_DOCUMENT SECTION_

═══

Newchurch, represented by Plummer, filed a complaint against ADP in November 2012; the causes of action were breach of contract, fraud, and retaliation. ADP answered in March 2013.

The complaint is not part of the record on appeal. We divine the causes of action from the trial court's ruling on ADP's summary judgment motion, which was also not part of the original record.

ADP deposed Newchurch in late May 2013. Apparently her testimony thoroughly scuttled her case, and Plummer advised her before she left the deposition site that she should either authorize him to try to settle for nuisance value or get another attorney. Newchurch decided she wanted to get another attorney.

ADP's counsel sent Plummer a letter dated July 3, 2013, demanding that he dismiss the action, in light of Newchurch's deposition testimony, and threatening a motion for sanctions. Plummer replied by e-mail the next day, informing counsel that Newchurch was seeking new representation and he had no authority to respond.

This letter was evidently e-mailed to Plummer as an attachment on July 3.

Newchurch and her new attorney executed a substitution of attorney form on July 30, 2013; Plummer signed on August 3. Newchurch's new counsel served and attempted to file it on August 14, but it was rejected the next day. The revised form was served on ADP's counsel on August 21and was successfully filed on August 26.

The form also contains a handwritten note at the bottom: "Picked up file on 08/03/13" and the initials "T.N."

ADP served the sanctions motion on Plummer on July 26, 2013, and filed it on August 19. ADP also filed a motion for summary judgment on July 25. Plummer filed a one-sentence opposition to the sanctions motion on September 11, 2013, stating that he was not Newchurch's counsel "at the 'critical time in question'" and citing a case. Newchurch's new counsel filed papers opposing the summary judgment motion.

The opposition was quite voluminous. Newchurch filed a declaration of 377 pages, a 326-page "compendium of authorities" and a 61-page opposition to the separate statement.

Both the summary judgment motion and the sanctions motion were heard on October 11, 2013. The trial court granted summary judgment as to all three causes of action: retaliation, breach of contract, and fraud.

The record does not include a transcript of this hearing.

The trial court granted the sanctions motion on the second and third causes of action (breach of contract and fraud) and denied it on the retaliation claim. The court held that the contract and fraud claims lacked evidentiary support. Plummer's protest that he was not Newchurch's attorney lacked merit, because he was her attorney in May 2013, when her deposition was taken, and had not substituted out until nearly three months later. As to the safe-harbor period provided by section 128.7, subdivision (c)(1), the court reasoned that "Plummer did not substitute out as Plaintiff's attorney until August 14, 2013. While the safe harbor time period had not expired - there were two days left - when Plummer substituted out, he had the benefit of a majority of the time to dismiss the 2d and 3rd causes of action and failed to do so." The court ruled that Plummer and his former client would have to pay ADP's fees and costs related to the second and third causes of action from July 3, the date of the letter demanding dismissal of the entire action. ADP was ordered to file a declaration stating the amount of these fees, and the matter was continued to November 8 for a hearing on the amount of sanctions.

═══

_ENTRIES SHOWN_
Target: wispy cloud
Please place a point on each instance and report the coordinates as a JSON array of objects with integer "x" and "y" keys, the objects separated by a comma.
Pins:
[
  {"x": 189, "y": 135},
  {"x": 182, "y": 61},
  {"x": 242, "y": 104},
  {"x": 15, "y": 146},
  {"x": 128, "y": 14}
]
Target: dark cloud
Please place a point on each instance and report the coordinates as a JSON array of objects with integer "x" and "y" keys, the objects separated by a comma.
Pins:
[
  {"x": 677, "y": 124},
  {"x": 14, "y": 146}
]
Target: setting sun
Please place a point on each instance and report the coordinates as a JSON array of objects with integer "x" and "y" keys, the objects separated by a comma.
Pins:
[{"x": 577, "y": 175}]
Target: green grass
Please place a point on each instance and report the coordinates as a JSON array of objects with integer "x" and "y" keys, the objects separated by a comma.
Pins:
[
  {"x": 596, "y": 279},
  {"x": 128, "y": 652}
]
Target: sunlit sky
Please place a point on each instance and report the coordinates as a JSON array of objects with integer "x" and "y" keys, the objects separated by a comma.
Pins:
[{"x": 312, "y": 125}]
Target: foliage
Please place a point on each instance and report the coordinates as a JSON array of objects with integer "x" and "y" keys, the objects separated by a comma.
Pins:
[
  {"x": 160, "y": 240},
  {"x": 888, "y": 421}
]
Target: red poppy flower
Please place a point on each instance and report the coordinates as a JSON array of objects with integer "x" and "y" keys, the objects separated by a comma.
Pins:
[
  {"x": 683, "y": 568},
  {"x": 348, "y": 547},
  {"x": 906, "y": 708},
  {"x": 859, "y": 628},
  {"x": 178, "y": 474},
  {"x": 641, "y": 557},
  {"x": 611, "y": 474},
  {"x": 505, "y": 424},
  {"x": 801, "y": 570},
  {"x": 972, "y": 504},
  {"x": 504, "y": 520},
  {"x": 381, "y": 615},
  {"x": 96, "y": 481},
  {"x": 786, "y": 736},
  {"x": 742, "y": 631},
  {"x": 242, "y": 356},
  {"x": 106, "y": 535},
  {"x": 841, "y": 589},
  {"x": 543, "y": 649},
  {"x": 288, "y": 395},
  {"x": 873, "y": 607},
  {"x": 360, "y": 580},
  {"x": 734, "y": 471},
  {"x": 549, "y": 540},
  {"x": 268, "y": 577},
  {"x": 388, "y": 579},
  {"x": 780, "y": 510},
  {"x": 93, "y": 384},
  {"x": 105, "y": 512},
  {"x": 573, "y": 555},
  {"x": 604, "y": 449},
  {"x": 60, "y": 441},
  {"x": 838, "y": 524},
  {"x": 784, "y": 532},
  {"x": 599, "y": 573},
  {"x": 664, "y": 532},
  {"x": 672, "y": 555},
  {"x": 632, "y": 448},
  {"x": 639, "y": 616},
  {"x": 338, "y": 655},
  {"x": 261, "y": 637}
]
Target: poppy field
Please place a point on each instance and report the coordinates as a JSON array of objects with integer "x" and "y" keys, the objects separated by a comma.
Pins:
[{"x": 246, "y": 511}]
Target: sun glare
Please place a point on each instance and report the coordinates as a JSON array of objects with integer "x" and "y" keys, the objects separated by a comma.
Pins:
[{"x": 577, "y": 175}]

═══

_TASKS TO COMPLETE_
[1] In the case history, on what date were the summary judgment motion and the sanctions motion heard?
[2] Edit the case history: rewrite the stretch from "The complaint is" through "authority to respond.", putting "a token sum" in place of "nuisance value".
[3] Resume the case history on the sanctions dispute, picking up after its final sentence.

_FINAL RESULTS_
[1] October 11, 2013.

[2]
The complaint is not part of the record on appeal. We divine the causes of action from the trial court's ruling on ADP's summary judgment motion, which was also not part of the original record.

ADP deposed Newchurch in late May 2013. Apparently her testimony thoroughly scuttled her case, and Plummer advised her before she left the deposition site that she should either authorize him to try to settle for a token sum or get another attorney. Newchurch decided she wanted to get another attorney.

ADP's counsel sent Plummer a letter dated July 3, 2013, demanding that he dismiss the action, in light of Newchurch's deposition testimony, and threatening a motion for sanctions. Plummer replied by e-mail the next day, informing counsel that Newchurch was seeking new representation and he had no authority to respond.

[3]
Although it is not entirely clear from the order, the court appears to have taken Newchurch's May 23 deposition as the incident revealing the lack of evidence to support the contract and fraud claims to Plummer. This conclusion is reinforced by the court's identifying the July 3 letter, which based the dismissal demand on Newchurch's performance at her deposition, as marking the date after which to calculate the fees and costs constituting the sanctions.

ADP filed the declaration on October 17, claiming $35,445 in fees and costs for the two causes of action. Plummer filed a "motion for reconsideration" on October 22, giving a detailed description of events between May 23, the date of Newchurch's deposition, and his subsequent replacement as her counsel. He basically laid the blame on Newchurch for misrepresenting facts to him, upon which he had based the complaint; he did not learn the truth until she testified at her deposition, after which he advised her to dismiss the complaint or get a new lawyer. He attached a series of e-mails between himself and his client during the relevant period to substantiate his assertions.

Newchurch filed her own declaration on October 28, blaming Plummer for her predicament and pleading poverty.

The court heard the continued sanctions motion on November 22, 2013. Plummer did not appear, sending another lawyer to stand in for him. The amount of sanctions stood at $20,000 at that point. Newchurch's new counsel argued that she was not at fault and that Plummer could have moved to withdraw if he felt that the case was a loser. The court stated, "Not only could have, should have." Counsel also represented that Newchurch was financially incapable of paying any sanctions.

Toward the end of the hearing, ADP's counsel suggested that the court send everyone to a mandatory settlement conference so that all the issues could be worked out. The court agreed and continued the hearing on sanctions so that the parties could engage in settlement discussions. The hearing was set for December 6, then continued again to December 13, after an apparently successful settlement conference.

Newchurch's new counsel had apparently filed some other proceeding on her behalf before this hearing.

On December 13, the court imposed sanctions of $15,000 on Plummer. Newchurch was not sanctioned, having settled with ADP the previous week. This order was vacated for lack of notice of the hearing to Plummer.

The court made its final ruling on the sanctions motion against Plummer at a hearing on December 20, 2013. The final amount of sanctions was $10,443. The order was signed and filed on January 6, 2014. The entire case was dismissed pursuant to the settlement on February 25, 2014.

The transcript of this hearing is not part of the record. Plummer was present at this hearing.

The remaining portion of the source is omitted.